-- DIRECTIONS FOR THIS TASK --
Reproduce the listing below character for character; drop every image.

-- THE RECORDS --
◇ ◇ ◇ ◇ ◇ ◇ ◇
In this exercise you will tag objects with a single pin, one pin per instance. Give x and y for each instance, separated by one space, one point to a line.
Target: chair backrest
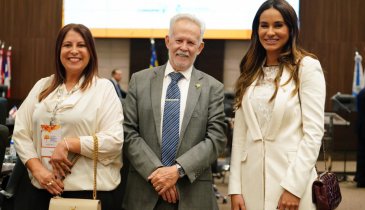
3 90
4 141
3 110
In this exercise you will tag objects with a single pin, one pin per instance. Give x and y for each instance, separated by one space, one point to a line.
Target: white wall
114 53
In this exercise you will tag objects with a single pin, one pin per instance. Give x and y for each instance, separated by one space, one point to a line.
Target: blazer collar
277 114
194 91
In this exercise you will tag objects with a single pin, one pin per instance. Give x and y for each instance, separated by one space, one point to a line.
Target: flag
358 81
7 71
2 64
12 112
153 59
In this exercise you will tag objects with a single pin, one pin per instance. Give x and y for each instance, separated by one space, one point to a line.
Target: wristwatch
180 170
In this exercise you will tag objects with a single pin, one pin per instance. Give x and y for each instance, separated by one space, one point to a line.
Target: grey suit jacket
202 139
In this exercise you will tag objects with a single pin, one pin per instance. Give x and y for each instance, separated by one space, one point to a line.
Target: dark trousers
110 200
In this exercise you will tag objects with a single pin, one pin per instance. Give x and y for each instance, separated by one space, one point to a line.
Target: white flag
358 82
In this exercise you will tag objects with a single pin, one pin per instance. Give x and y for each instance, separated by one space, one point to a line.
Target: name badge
51 135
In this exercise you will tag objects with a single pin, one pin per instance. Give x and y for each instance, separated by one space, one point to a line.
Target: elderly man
174 126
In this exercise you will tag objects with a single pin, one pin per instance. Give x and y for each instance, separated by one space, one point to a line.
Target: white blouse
97 110
260 97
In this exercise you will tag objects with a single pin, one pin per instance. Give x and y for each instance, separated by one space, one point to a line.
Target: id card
51 135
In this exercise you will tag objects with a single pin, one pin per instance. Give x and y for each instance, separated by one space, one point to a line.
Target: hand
60 164
288 201
48 180
237 202
171 195
164 178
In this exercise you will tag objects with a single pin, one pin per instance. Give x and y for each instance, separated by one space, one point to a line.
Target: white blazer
263 166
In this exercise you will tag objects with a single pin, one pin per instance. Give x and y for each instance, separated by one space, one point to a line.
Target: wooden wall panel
30 27
333 30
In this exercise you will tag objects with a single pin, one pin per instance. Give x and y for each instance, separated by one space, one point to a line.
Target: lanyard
59 100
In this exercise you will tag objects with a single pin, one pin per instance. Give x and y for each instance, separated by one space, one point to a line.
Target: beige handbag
59 203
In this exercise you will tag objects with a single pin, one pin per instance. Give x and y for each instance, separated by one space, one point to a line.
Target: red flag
1 65
7 71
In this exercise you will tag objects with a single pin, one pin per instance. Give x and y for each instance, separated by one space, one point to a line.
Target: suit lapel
156 93
281 99
192 99
249 114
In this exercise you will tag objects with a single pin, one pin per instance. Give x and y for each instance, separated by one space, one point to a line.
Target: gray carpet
353 198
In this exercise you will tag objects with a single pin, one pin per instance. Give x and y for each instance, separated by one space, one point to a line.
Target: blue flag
153 59
358 81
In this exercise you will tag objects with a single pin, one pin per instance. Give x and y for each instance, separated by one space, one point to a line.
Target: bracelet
68 148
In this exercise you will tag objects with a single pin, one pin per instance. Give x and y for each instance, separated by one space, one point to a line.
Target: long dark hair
289 57
90 70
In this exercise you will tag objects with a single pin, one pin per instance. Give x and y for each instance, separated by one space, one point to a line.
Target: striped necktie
171 121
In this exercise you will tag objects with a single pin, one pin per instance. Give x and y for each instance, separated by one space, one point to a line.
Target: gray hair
189 17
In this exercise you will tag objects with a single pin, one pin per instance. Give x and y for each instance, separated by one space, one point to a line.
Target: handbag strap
95 159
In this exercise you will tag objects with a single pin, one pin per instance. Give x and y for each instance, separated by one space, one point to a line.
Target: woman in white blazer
279 118
59 119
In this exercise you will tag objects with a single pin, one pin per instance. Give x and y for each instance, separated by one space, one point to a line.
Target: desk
330 120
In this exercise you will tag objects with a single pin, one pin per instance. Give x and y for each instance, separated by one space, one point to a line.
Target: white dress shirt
183 86
95 111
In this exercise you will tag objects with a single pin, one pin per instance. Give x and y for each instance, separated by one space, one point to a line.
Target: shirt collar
186 73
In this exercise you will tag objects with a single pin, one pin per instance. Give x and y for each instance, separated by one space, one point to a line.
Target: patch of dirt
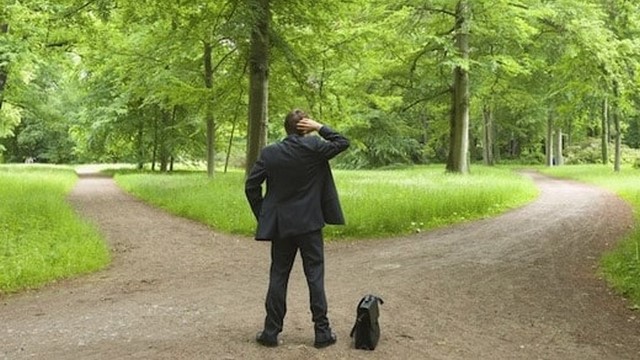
519 286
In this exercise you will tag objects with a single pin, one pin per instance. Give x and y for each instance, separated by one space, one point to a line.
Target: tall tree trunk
605 131
487 153
209 119
4 71
616 127
140 142
164 149
459 145
258 82
549 140
557 151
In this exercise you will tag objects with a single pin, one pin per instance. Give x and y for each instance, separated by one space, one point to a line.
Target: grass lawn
41 238
376 203
621 266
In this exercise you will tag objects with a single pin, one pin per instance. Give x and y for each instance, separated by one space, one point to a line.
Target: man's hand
307 125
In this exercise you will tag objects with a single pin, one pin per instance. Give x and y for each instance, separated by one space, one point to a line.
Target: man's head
291 121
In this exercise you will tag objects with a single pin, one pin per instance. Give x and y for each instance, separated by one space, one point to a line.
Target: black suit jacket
300 192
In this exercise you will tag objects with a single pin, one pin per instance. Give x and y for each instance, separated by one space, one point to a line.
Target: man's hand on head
308 125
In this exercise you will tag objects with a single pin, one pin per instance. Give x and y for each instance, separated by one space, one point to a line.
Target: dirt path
521 286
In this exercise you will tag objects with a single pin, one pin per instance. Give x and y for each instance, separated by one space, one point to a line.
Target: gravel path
520 286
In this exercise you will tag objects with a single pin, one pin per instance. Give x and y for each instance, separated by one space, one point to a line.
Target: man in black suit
300 198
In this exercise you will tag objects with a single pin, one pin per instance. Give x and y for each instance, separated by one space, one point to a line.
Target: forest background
410 82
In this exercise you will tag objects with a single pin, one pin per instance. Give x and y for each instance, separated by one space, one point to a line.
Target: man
300 198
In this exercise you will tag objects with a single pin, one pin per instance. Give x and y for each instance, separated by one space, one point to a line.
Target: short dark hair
291 121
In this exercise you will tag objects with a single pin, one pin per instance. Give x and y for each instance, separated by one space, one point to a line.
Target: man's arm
335 144
253 187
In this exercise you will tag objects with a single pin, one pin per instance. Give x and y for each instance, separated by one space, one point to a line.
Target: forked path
520 286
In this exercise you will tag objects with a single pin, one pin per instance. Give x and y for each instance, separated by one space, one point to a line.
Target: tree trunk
487 153
549 140
616 127
140 141
4 71
557 151
209 119
164 149
459 145
258 82
605 131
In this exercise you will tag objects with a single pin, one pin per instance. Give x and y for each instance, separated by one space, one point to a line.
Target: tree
258 80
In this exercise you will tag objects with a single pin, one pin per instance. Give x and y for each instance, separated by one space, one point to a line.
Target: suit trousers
283 253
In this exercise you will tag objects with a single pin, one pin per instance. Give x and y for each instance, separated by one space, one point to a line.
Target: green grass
41 238
621 266
376 203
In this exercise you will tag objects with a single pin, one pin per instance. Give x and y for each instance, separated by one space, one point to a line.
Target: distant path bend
519 286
◇ ◇ ◇ ◇ ◇ ◇ ◇
-- RESULT --
In this exercise you will tag objects with a single pin, one pin per instance. Give x and y for each instance, separated by one space, one point to a line.
Target: chair backrest
3 90
4 141
3 110
In this exercise you will tag objects with a single pin, one pin per instance. Give x and y for each instance, separated by one space, one point to a line.
Target: white wall
114 53
In this exercise you will tag objects with a single pin, one pin per instance. Give x and y for each instance, separated by one space, one point to a line.
Target: blazer collar
277 114
194 91
In this exercise you will tag objects with a single pin, one pin per instance. Give x and y for each instance, separated by one space, one point to a line.
Target: flag
358 81
7 71
2 64
12 112
153 59
In this exercise you will tag objects with a single pin, one pin per instance. Give x and y for each instance, separated by one space, one point to a line.
Target: wristwatch
180 170
In this exercise you will tag objects with a single pin, one pin per instance. Give x and y for each instance, separated by one space, one point to a line.
Target: grey suit jacket
202 139
In this exercise you will tag objects with a single pin, one pin per instance. Give x and y for each instance, separated by one space, one point to a line.
Target: dark trousers
110 200
In this exercise you will tag objects with a single pin, one pin per instance. Give x and y for each instance, separated by one space, one point to a line.
Target: white flag
358 82
In this exercise you will tag objects with a single pin, one pin per instance. Give x and y for each instance, separated by one space, one point to a line.
Target: name badge
51 135
In this exercise you will tag objects with a single pin, one pin per instance. Give x and y for each instance, separated by one space, one point to a line.
Target: elderly man
174 126
In this exercise you will tag objects with a single pin, one pin per instance. Give x and y for each instance, separated by one space, one point to a line.
Target: white blouse
97 110
260 97
In this exercise you will tag objects with a single pin, one pin per instance. Give x and y for each instance, separated by one space, one point to a line.
Target: id card
51 135
In this exercise you will tag objects with a single pin, one pin per instance. Give x and y for each instance, separated by one space, one point to a line.
Target: hand
60 164
288 201
48 180
237 202
171 195
164 178
In this exercise you will tag objects with a single pin, one pin per instance. Give x and y for each instance, separated by one space, one point to a line.
Target: white blazer
263 166
In this exercise you will tag objects with a single pin, one pin per instance. Give x and y for each instance, separated by one space, one point to a line.
Target: wooden wall panel
30 27
333 30
In this exercise you will tag objects with a single pin, one pin per instance. Give x and y for each instance, separated by one space, one point to a line.
Target: lanyard
59 100
In this exercise you will tag objects with a single pin, one pin per instance. Give x and y for each instance, separated by one space, one point to a line.
Target: beige handbag
59 203
In this exercise you will tag objects with a single pin, one pin per instance. Give x and y for each instance, separated by one space, one point to a line.
Target: red flag
1 65
7 71
In this exercise you will tag objects with a single pin, one pin per instance. Give x and y for each instance, separated by one space, one point to a line.
Target: suit lapel
156 93
281 99
192 99
249 114
In this exercise you will tag objects with a single pin, one pin per instance. Give x and y for each instance, separated by one space, one point to a line.
Target: gray carpet
353 198
In this exercise you will tag objects with a single pin, one pin per instance. Give x and y for each instance, separated by one space, one point to a line.
Target: blue flag
153 59
358 81
In this exercise you will tag objects with a single pin, one pin per instance. Give x and y for each instance, separated by one space, one point to a line.
Target: bracelet
68 148
In this exercise you will tag objects with a single pin, one pin per instance. Give x and y for each instance, separated by one space, one point to a line.
Target: long dark hair
289 57
90 70
In this exercise you will tag objects with a single pin, one pin per instance. Give x and y for each instance, separated by one space, one point to a line.
Target: striped necktie
171 121
In this exercise you will tag objects with a single pin, one pin per instance. Give x and y for each instance, separated by one space, one point to a line.
Target: gray hair
189 17
In this exercise you will tag objects with a single pin, one pin per instance. Give x and y for each instance, separated by one space, one point to a line.
Target: handbag strap
95 159
In this exercise you will tag objects with a single pin, one pin per instance. Give x and y for each instance, separated by one space, one point to a line.
Target: woman in white blazer
279 118
59 119
In this exercise you will tag objects with a single pin, one pin per instance. Give x and y for each instance, separated by one space, one point to a line.
Target: desk
330 120
In this exercise you will tag objects with a single pin, one pin per instance. Give x and y for each instance, separated by one space, one point to a line.
Target: white dress shirt
183 86
95 111
In this exercise you will tag objects with a single pin, one pin per instance. Give x and y for each instance, separated by one space, one point to a line.
Target: shirt collar
186 73
In this exercise you will tag objects with a single pin, one pin per instance. Give x and y for each instance, separated by one space, one point to a line.
Target: patch of dirt
519 286
In this exercise you will tag objects with a single pin, one pin per instance. Give x and y for each instance, separated by one space, one point to a line.
Target: tall tree trunk
605 131
487 153
209 119
4 71
616 127
140 142
164 149
459 145
258 82
549 140
557 151
In this exercise you will tag objects with a single pin, one pin per instance. Give x and y for each instance, separated by one space, one point to a line.
Target: grass lawn
41 238
376 203
621 266
In this exercise you will tag objects with a single pin, one pin per instance. Give x and y for each instance, separated by one space, one point to a line.
Target: man's hand
307 125
In this exercise you will tag objects with a single pin, one pin per instance. Give x and y for each instance, separated by one space, one point to a line.
Target: man's head
291 121
In this exercise you will tag objects with a single pin, one pin per instance. Give x and y for each instance, separated by one space, one point to a line.
Target: black suit jacket
300 192
In this exercise you will tag objects with a single pin, one pin per instance. Give x and y for each instance, separated by one space, one point to a line.
Target: man's hand on head
308 125
In this exercise you will tag objects with a single pin, one pin per instance. Give x and y for each instance, separated by one space, one point to a line.
Target: dirt path
521 286
In this exercise you will tag objects with a single pin, one pin per instance. Give x and y for each instance, separated by one space, one point to a line.
Target: gravel path
520 286
In this exercise you will tag objects with a single pin, one pin per instance. Give x and y for each instance, separated by one space, one point to a line.
Target: man in black suit
300 198
In this exercise you will tag objects with a single pin, one pin per instance. Give x and y for each instance, separated by one space, one point to a line.
Target: forest background
410 82
In this exercise you will tag objects with a single pin, one pin per instance. Give x and y for each instance, separated by one space, one point to a line.
Target: man
300 198
In this exercise you will tag objects with a single pin, one pin per instance. Give x and y for each instance, separated by one space, one point to a line.
Target: short dark hair
291 121
In this exercise you will tag objects with a single pin, one pin per instance. Give x and y for each instance, separated by one space, one point to a line.
Target: man's arm
335 144
253 187
In this exercise you will tag objects with a single pin, one pin per instance. Give x and y for each instance, separated by one space, one point to a line.
Target: forked path
520 286
In this exercise you will tag objects with a single pin, one pin per instance. Give x and y for each instance, separated by one space, one point to a line.
Target: tree trunk
487 153
549 140
616 127
140 141
4 71
557 151
209 119
164 149
459 145
258 82
605 131
In this exercise you will tag objects with a single pin, one pin per instance. Give x and y for each instance, separated by one space, one point to a line.
Target: tree
258 80
In this exercise you will tag objects with a single pin, one pin per instance. Give x and y for each instance, separated by one space, one point to a line.
Target: suit trousers
283 253
In this exercise you will tag objects with a single pin, one pin per instance. Give x and y for each instance, separated by one space, one point to a line.
Target: green grass
41 238
621 266
376 203
In this exercise you will tag objects with a single pin, one pin per instance. Give x and y for each instance, separated by one space, one point to a line.
Target: distant path bend
519 286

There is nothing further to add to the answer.